- [WHAT YOU ARE ASKED TO DO]:
The output is the lines below from the one with "Pick out every instance of the apple tree" through the one with "Target: red apple", both included, printed exactly and with no other line.

◆ ◆ ◆ ◆ ◆

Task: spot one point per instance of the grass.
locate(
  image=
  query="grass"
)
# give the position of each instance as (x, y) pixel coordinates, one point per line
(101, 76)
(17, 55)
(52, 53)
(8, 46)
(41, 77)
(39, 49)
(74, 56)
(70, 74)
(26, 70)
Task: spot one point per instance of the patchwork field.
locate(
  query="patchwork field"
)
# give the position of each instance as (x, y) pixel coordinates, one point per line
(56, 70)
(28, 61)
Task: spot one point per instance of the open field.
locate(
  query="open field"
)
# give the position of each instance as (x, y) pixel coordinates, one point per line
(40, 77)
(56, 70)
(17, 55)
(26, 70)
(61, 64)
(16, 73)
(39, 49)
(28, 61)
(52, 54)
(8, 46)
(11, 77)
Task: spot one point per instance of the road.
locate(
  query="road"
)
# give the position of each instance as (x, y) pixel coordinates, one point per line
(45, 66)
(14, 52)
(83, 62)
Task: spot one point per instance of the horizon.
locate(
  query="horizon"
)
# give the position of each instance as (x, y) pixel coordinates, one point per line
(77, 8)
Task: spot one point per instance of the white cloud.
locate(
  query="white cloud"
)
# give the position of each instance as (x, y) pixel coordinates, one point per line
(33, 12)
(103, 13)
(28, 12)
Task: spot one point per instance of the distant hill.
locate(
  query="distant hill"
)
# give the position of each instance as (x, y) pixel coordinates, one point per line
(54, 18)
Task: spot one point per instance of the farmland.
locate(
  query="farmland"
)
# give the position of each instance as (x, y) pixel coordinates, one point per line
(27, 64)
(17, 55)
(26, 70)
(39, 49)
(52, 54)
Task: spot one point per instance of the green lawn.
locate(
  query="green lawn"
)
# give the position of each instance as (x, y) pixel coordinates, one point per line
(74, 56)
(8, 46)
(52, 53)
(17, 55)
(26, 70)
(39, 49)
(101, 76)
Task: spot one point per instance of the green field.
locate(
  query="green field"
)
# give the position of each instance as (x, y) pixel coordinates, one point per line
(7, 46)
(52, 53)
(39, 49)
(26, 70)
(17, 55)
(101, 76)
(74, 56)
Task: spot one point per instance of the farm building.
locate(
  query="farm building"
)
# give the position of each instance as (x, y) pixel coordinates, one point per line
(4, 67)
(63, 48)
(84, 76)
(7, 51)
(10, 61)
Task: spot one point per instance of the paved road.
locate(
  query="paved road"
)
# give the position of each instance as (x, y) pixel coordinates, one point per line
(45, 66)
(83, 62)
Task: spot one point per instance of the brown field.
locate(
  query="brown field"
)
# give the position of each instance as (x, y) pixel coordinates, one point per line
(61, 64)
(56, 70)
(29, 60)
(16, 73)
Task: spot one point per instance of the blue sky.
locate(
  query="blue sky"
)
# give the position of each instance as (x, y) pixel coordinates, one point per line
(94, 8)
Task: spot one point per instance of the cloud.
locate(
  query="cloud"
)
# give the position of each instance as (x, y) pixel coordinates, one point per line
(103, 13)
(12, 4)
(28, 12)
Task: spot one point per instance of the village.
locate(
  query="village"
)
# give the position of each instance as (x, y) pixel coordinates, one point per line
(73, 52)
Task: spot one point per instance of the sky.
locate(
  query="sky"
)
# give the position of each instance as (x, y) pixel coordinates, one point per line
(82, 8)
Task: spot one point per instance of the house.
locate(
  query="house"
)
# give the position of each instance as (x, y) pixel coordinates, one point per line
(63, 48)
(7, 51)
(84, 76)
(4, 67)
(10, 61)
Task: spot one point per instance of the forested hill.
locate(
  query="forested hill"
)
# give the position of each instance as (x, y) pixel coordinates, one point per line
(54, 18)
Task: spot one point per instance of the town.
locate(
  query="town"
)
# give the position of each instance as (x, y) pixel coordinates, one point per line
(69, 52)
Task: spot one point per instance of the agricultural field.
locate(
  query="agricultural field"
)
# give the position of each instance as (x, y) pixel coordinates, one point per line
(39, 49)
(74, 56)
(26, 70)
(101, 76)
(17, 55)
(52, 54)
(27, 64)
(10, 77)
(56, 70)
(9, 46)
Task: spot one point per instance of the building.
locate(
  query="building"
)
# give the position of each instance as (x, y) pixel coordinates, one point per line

◆ ◆ ◆ ◆ ◆

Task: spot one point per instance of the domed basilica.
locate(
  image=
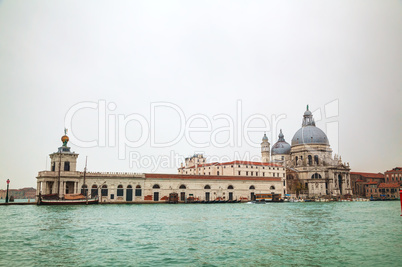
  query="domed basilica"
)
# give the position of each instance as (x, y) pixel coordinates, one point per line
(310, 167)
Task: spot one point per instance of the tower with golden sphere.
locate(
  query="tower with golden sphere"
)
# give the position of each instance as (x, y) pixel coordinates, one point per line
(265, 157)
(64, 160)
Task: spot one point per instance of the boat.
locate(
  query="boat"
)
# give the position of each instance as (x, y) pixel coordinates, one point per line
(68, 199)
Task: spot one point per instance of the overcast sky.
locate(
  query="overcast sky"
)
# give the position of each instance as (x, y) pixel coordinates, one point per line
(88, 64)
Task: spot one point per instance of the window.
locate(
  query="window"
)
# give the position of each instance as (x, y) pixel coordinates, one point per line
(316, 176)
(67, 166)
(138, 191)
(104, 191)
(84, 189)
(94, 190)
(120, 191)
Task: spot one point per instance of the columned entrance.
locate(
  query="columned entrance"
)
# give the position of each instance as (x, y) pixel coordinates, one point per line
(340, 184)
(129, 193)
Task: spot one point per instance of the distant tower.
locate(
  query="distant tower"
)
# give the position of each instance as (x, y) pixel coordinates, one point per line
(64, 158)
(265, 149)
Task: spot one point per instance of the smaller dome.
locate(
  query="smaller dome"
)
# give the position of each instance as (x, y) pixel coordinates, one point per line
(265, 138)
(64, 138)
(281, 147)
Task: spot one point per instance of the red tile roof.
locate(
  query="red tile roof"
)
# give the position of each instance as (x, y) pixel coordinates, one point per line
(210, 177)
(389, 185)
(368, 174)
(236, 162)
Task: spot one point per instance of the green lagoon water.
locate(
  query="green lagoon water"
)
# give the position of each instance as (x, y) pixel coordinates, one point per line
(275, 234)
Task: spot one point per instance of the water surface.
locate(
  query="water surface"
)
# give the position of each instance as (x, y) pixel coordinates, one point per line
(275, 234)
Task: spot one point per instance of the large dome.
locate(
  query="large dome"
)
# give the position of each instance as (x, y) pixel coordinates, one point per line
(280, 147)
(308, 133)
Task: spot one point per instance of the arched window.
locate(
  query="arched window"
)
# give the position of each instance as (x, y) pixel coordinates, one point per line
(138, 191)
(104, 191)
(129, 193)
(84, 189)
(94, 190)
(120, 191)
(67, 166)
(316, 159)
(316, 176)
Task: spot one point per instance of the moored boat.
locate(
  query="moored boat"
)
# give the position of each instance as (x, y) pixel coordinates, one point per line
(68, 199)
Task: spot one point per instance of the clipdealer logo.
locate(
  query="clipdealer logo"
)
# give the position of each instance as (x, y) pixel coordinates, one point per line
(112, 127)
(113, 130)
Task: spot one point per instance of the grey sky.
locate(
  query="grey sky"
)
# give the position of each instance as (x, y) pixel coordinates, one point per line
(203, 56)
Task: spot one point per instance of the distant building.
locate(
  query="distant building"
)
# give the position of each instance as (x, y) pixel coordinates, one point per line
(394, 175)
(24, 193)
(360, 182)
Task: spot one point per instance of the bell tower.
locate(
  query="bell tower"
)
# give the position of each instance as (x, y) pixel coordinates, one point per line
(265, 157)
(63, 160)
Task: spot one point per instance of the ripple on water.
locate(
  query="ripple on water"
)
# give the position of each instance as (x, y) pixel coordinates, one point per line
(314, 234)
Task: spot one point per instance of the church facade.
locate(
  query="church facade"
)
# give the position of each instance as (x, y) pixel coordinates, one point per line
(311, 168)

◆ ◆ ◆ ◆ ◆

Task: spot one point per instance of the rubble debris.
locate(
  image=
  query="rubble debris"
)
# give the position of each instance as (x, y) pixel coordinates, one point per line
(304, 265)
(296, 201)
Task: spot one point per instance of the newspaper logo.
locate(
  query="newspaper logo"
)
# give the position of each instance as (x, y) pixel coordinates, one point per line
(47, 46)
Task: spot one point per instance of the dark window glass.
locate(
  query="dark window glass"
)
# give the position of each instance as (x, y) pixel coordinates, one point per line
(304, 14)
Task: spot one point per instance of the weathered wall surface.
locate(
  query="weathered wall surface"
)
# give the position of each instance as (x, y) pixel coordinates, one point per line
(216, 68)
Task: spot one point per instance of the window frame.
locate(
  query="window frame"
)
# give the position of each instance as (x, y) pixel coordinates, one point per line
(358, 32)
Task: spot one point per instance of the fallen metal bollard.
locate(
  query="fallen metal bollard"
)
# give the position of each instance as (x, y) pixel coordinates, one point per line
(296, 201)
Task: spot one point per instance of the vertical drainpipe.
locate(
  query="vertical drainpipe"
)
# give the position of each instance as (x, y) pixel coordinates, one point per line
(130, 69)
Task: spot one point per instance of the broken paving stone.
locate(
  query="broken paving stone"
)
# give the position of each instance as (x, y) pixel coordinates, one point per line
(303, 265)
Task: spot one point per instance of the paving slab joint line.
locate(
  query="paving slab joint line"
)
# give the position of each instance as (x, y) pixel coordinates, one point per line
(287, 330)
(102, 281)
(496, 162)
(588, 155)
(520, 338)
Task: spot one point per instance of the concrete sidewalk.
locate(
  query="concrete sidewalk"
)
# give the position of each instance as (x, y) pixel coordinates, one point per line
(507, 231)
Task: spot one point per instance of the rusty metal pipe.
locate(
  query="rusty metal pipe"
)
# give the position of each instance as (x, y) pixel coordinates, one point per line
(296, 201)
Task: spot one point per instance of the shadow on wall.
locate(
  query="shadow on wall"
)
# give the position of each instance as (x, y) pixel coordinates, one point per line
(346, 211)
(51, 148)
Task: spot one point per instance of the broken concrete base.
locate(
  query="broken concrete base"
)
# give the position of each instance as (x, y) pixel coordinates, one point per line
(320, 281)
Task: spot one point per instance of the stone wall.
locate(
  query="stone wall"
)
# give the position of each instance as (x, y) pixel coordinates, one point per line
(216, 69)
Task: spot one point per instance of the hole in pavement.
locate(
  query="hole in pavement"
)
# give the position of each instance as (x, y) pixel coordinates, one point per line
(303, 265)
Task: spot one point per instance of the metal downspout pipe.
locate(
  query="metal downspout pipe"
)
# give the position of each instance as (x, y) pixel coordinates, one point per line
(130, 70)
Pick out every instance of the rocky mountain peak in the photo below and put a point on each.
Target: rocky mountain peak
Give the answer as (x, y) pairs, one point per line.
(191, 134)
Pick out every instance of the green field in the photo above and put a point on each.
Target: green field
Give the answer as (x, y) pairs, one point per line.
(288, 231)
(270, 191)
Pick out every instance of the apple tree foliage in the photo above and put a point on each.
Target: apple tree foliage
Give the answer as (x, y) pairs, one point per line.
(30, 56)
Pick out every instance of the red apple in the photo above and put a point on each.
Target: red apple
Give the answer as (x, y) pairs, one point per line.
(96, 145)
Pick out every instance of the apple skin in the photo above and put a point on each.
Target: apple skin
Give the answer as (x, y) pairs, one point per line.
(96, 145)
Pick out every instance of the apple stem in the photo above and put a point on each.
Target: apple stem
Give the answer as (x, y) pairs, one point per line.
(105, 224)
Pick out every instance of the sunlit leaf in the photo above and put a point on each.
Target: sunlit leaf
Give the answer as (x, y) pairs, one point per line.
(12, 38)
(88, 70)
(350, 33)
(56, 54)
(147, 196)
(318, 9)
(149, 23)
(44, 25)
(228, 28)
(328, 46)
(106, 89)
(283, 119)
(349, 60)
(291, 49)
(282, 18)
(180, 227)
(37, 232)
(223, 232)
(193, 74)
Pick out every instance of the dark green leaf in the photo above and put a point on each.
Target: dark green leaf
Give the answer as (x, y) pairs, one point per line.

◆ ◆ ◆ ◆ ◆

- [YOUR SOLUTION]:
Pick out every instance of the apple tree foliage in the photo above and put a point on each.
Target: apple tree foliage
Give the answer as (x, y) pairs, one point per line.
(30, 56)
Pick out every instance of the red apple in the photo above and put a point on each.
Target: red apple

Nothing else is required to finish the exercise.